(What the exercise asks) Exactly as they appear, copy the lines of the listing from the one containing "post, one per instance" through the final line, both included, and nothing else.

[Point labeling examples]
----------

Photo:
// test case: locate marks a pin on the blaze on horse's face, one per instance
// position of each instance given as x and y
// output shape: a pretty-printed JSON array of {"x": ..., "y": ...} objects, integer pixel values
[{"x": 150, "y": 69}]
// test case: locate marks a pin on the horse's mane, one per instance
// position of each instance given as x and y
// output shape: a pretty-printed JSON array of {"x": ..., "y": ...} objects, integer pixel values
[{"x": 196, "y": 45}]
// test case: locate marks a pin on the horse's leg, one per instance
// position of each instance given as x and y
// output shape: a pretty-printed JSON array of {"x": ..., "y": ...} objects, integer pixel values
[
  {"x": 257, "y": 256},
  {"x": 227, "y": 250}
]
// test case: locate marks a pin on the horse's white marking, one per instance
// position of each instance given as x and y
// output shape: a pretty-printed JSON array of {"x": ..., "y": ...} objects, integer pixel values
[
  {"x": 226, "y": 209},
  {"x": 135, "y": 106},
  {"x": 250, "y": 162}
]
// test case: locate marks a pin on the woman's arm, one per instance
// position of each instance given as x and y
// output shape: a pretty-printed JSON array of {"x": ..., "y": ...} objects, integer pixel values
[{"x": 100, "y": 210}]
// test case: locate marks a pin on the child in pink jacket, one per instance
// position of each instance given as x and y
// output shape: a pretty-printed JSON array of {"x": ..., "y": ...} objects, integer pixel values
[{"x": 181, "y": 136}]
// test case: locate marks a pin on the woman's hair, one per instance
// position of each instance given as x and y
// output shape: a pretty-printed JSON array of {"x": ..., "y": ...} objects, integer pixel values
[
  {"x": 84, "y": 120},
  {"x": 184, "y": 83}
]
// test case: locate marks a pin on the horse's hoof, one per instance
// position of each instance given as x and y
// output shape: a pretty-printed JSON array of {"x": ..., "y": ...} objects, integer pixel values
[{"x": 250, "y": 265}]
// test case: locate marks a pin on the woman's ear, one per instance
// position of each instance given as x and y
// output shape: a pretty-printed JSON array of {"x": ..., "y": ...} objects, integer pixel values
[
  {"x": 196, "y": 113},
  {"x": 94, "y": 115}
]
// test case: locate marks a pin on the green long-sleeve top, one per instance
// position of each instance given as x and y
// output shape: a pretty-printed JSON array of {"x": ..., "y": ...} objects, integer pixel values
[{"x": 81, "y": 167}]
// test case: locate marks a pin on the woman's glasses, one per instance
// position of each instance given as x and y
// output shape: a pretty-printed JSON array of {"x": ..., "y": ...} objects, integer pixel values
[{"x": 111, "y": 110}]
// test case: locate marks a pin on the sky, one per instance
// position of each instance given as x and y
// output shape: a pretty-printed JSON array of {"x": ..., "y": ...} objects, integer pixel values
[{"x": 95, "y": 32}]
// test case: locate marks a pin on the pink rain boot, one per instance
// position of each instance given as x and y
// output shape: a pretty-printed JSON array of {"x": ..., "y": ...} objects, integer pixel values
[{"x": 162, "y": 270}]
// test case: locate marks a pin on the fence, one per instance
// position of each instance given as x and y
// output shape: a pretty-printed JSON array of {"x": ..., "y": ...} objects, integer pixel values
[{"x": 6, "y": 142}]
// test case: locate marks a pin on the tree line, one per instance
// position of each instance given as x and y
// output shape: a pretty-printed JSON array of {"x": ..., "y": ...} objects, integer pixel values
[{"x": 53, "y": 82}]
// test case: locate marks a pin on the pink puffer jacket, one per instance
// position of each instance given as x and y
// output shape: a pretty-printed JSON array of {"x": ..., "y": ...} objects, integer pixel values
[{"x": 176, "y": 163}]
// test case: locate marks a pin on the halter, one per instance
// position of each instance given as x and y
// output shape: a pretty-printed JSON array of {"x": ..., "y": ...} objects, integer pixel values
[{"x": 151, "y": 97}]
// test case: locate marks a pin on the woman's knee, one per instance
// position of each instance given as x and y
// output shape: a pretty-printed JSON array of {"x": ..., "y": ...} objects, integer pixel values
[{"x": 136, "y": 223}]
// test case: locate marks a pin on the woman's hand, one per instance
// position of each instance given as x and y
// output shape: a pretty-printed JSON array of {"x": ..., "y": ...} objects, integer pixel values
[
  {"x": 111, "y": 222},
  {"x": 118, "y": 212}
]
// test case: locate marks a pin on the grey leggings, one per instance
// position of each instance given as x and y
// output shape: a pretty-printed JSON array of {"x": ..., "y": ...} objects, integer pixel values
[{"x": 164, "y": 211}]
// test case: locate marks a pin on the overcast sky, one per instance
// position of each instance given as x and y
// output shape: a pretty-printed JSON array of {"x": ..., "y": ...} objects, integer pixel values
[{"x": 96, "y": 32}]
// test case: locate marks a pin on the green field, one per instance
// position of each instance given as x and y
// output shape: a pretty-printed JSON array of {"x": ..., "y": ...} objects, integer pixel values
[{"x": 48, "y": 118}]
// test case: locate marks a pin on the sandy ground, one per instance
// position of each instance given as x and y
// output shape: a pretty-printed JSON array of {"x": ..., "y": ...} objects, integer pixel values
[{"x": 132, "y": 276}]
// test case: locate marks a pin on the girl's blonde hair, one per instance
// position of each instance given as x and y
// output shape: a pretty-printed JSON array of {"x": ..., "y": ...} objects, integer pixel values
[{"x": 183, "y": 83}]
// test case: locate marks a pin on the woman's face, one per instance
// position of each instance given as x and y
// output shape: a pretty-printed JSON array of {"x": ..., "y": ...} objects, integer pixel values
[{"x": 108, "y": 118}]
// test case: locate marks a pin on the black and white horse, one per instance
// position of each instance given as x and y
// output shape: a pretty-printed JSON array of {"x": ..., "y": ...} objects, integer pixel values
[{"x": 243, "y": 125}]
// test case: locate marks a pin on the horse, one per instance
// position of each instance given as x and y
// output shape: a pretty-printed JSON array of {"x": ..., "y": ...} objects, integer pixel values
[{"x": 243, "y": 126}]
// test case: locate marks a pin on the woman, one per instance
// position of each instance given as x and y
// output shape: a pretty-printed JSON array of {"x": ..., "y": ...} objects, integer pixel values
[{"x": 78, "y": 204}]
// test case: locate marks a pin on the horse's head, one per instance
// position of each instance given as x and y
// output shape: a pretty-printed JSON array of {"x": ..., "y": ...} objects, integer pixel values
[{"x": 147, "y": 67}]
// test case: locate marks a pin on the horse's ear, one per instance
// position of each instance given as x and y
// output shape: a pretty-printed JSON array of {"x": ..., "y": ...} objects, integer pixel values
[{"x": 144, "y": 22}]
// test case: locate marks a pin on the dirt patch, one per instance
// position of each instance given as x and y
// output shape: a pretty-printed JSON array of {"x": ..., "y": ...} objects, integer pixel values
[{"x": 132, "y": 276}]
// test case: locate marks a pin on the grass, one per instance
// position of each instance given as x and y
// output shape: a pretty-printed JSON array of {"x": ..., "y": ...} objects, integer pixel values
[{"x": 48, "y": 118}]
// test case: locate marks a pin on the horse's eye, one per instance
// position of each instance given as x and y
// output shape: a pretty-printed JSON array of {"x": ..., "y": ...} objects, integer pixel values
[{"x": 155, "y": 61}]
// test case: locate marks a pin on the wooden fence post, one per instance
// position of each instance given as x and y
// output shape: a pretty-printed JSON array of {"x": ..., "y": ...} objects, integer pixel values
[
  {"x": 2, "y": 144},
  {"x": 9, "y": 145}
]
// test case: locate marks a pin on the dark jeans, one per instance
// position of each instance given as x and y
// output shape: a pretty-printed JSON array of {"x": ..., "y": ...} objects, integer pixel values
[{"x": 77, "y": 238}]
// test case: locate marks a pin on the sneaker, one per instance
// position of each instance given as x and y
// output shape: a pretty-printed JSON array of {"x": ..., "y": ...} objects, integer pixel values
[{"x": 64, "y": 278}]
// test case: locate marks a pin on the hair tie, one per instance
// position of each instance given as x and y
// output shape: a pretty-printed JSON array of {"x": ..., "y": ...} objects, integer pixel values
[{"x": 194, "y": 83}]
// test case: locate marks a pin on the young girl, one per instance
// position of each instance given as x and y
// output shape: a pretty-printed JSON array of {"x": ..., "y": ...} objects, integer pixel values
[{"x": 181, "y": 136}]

----------

(Solution to the exercise)
// test case: locate marks a pin on the wooden fence post, one per instance
// position of each instance given as x and y
// output shape: a pretty-printed JSON array of {"x": ..., "y": ...} objects, integer pixel values
[
  {"x": 2, "y": 144},
  {"x": 9, "y": 145}
]
// test case: locate marks a pin on the dark jeans, one per instance
// position of each instance given as x and y
// output shape: a pretty-printed JSON array of {"x": ..., "y": ...} objects, integer pixel values
[{"x": 77, "y": 238}]
// test case: locate marks a pin on the sneaker, one per instance
// position of each instance given as x and y
// output shape: a pretty-printed JSON array of {"x": ..., "y": ...} objects, integer pixel values
[{"x": 64, "y": 278}]
// test case: locate marks a pin on the hair tie, one per instance
// position of each instance given as x and y
// output shape: a pretty-printed JSON array of {"x": ..., "y": ...} objects, integer pixel values
[{"x": 194, "y": 83}]
// test case: locate marks a pin on the young girl, one per instance
// position of each instance given as x and y
// output shape: a pretty-printed JSON array of {"x": ..., "y": ...} objects, integer pixel values
[{"x": 181, "y": 136}]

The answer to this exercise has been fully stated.